BEGIN

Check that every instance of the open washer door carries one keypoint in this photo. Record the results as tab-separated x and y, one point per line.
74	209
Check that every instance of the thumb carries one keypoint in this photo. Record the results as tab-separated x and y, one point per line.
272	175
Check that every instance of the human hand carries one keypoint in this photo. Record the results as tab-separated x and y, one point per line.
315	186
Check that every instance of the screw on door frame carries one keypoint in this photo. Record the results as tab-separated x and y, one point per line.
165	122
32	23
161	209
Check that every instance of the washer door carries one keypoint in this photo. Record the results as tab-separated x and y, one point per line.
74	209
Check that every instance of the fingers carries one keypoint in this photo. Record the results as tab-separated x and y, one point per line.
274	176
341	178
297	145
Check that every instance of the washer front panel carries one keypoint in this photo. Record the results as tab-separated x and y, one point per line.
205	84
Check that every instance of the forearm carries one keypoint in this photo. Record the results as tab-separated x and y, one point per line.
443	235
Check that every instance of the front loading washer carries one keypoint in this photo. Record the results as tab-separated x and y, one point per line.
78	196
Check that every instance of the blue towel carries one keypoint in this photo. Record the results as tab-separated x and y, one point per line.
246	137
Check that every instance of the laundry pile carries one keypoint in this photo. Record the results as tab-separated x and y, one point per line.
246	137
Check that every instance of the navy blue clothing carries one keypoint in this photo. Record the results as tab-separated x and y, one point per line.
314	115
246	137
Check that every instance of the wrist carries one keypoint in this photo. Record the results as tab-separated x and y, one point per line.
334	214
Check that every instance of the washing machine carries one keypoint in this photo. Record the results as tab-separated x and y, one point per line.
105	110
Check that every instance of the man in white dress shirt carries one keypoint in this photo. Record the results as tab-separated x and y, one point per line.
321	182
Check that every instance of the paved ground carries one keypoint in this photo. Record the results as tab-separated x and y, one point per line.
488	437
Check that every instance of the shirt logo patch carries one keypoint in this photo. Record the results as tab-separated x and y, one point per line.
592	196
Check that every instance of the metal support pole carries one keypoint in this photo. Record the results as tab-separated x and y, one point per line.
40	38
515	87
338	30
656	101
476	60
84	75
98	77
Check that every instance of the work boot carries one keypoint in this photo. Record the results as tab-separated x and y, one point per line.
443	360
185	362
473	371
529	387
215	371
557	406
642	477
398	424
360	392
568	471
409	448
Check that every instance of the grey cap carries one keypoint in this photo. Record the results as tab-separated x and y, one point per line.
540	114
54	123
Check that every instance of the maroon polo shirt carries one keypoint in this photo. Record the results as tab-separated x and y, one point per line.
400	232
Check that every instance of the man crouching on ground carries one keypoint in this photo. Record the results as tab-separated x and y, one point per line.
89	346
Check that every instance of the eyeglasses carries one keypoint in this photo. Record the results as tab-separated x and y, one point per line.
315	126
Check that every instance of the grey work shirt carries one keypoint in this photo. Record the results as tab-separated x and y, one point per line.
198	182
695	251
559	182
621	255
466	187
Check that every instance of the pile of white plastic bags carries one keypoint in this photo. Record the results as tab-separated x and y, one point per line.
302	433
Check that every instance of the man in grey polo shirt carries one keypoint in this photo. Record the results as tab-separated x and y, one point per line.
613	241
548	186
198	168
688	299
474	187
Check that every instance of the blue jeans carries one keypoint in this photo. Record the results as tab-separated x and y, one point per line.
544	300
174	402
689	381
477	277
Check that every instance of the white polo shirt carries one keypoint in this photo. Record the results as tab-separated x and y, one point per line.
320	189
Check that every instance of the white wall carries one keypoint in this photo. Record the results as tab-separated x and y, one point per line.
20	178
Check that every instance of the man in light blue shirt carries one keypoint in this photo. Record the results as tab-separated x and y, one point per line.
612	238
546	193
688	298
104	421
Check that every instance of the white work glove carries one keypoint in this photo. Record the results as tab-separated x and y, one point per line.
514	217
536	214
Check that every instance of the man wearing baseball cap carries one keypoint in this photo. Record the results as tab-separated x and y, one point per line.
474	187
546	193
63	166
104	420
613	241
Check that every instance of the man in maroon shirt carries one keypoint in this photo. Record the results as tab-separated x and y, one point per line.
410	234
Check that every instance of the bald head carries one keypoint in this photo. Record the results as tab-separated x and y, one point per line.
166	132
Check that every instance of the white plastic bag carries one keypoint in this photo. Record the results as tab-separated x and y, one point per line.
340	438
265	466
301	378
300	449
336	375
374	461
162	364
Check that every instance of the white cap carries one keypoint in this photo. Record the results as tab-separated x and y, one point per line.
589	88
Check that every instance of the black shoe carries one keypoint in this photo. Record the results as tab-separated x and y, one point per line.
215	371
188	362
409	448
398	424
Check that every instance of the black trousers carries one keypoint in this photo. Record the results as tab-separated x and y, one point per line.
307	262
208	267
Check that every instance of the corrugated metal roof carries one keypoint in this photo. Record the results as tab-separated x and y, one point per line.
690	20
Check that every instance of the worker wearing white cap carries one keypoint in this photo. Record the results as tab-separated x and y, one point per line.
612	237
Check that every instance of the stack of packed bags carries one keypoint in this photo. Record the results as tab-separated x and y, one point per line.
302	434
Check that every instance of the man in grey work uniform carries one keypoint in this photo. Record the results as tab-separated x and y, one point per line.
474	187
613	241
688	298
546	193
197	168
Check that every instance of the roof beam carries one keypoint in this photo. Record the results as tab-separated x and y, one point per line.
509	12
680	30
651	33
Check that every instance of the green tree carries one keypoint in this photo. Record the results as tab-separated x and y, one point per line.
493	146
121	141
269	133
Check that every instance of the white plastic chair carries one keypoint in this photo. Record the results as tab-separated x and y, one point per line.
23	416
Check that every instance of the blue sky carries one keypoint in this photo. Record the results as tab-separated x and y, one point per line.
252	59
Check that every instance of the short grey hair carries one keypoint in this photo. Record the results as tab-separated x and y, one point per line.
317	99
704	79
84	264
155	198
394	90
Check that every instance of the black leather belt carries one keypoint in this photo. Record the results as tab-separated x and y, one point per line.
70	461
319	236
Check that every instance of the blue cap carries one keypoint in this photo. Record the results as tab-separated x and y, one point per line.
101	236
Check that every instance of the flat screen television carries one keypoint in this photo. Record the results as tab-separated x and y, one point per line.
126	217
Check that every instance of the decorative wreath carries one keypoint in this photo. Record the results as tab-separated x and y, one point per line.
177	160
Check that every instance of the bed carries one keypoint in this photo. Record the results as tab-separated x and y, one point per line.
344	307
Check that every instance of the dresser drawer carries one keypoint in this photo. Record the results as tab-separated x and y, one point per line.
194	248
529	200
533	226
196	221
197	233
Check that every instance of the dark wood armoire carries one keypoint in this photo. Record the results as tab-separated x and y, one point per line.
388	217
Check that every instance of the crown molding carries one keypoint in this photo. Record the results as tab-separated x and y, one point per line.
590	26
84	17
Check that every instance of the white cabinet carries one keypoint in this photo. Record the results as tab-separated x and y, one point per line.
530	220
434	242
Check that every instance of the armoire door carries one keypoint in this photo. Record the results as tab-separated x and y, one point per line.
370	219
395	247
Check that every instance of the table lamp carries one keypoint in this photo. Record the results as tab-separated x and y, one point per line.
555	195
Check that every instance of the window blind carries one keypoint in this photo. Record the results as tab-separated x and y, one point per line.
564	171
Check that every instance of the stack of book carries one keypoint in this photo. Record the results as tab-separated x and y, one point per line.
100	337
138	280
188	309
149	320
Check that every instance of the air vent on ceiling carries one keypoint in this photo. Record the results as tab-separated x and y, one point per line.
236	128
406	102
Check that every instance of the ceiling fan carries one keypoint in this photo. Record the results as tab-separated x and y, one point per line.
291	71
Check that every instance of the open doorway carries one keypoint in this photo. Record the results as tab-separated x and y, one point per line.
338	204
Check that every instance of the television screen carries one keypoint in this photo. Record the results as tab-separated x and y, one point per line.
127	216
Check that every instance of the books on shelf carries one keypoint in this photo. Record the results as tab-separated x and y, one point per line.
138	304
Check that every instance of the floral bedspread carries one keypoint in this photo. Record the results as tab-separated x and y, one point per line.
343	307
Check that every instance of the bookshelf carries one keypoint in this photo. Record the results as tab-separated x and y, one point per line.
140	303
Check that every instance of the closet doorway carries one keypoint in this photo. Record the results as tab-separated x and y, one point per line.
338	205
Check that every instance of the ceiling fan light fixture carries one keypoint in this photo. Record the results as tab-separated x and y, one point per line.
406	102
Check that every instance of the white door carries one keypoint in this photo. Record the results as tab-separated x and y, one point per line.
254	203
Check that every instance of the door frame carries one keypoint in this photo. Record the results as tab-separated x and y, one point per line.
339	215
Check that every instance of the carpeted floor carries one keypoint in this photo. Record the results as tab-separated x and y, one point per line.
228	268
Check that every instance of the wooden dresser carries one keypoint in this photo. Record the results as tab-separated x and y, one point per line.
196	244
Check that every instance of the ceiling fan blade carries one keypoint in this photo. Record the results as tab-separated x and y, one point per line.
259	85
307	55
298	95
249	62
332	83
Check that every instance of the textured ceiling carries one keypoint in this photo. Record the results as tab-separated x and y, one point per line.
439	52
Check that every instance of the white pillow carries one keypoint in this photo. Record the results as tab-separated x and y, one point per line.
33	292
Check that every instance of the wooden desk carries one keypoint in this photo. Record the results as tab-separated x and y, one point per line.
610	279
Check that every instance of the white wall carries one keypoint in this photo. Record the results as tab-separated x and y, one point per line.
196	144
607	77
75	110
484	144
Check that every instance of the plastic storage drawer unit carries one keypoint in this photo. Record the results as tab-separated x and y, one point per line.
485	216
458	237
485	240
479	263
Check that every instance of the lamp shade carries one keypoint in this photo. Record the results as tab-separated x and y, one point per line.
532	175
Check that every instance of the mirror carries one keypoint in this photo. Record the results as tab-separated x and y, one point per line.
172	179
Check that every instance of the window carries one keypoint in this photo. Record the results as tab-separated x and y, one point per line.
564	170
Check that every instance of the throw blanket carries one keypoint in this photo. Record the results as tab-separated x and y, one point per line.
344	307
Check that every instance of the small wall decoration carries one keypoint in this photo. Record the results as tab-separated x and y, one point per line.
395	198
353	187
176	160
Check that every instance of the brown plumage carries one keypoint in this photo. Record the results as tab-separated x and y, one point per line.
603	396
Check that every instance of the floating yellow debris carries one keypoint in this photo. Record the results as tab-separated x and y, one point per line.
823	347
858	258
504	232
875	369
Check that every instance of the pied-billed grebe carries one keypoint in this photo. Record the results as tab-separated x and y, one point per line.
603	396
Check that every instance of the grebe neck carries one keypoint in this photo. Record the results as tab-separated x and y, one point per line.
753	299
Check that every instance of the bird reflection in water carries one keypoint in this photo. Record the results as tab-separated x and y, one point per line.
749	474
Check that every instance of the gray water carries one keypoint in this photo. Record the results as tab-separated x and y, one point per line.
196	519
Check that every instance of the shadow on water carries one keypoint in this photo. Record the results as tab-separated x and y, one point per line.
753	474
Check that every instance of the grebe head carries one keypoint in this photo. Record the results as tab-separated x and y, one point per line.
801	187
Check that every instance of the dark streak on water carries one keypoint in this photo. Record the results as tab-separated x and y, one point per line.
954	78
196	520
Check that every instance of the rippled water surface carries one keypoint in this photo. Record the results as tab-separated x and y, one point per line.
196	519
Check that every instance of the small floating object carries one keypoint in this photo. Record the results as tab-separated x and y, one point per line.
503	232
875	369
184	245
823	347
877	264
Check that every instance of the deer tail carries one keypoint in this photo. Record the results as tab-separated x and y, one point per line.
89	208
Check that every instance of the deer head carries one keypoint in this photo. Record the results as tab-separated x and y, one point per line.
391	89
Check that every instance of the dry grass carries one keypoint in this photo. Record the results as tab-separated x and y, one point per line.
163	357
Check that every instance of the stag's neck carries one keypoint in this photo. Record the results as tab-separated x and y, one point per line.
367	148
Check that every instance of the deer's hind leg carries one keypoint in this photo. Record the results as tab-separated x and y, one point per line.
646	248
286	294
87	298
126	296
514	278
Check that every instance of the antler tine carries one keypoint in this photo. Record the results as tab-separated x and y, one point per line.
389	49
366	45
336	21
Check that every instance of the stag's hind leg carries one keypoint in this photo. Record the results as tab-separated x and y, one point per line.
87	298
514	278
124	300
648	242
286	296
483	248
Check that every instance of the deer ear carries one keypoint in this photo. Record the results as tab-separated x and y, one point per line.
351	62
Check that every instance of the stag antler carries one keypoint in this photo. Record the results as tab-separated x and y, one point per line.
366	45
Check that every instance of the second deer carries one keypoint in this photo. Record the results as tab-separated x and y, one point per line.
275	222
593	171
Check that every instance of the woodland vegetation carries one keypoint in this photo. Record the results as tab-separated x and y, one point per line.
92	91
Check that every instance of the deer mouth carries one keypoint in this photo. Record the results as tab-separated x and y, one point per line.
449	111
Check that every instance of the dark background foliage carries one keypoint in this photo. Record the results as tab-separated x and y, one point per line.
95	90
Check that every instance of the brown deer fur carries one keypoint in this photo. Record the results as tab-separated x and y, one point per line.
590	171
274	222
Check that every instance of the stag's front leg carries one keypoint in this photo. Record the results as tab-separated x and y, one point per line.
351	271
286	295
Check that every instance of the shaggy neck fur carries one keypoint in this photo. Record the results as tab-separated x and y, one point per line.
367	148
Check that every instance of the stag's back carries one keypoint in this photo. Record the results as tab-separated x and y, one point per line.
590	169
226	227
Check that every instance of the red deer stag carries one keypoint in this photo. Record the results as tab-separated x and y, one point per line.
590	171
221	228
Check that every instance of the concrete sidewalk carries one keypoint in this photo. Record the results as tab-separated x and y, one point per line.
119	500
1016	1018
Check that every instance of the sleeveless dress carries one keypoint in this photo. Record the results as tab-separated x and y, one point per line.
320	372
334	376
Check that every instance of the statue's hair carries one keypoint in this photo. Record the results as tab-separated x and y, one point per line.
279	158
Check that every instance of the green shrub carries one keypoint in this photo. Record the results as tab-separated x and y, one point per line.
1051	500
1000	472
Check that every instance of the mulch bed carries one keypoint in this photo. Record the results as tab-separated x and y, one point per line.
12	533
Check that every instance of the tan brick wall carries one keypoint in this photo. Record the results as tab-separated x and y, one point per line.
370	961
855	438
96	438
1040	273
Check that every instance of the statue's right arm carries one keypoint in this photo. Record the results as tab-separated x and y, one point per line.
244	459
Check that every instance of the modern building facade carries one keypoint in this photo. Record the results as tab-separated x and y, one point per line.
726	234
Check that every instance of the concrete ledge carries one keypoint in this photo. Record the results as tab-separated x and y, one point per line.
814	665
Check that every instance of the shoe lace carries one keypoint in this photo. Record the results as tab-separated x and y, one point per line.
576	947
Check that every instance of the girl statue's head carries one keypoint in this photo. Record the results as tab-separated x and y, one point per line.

END

EXERCISE GOAL:
Set down, unchanged, the line that contains "Check that every instance of the mulch" together with every later line in the records, through the last one.

FINISHED ANSWER:
Check that every instance of the mulch bed carries one keypoint in this photo. Record the results as tab-separated x and y, one point per line.
12	533
Check that every instance of the tan brick wall carries one keypoint in this photo. Record the results as tab-separated x and y, one point per line.
370	961
855	438
96	438
1040	273
Check that every instance of the statue's right arm carries one keypoint in this photo. Record the results as tab-separated x and y, one point per line.
244	459
Check that every instance of the modern building facade carries one keypoint in this photo. Record the results as tab-separated x and y, one point per line.
726	234
Check that every instance of the concrete ledge carries one keypoint in this photo. Record the results as tab-separated x and y, one point per line.
814	665
Check that every instance of the shoe lace carries one keypoint in this photo. Record the results as tab-separated x and y, one point per line.
576	947
Check that every instance of the girl statue's head carries one keypoint in this photo. Record the results as tab-separated x and y, one point per line.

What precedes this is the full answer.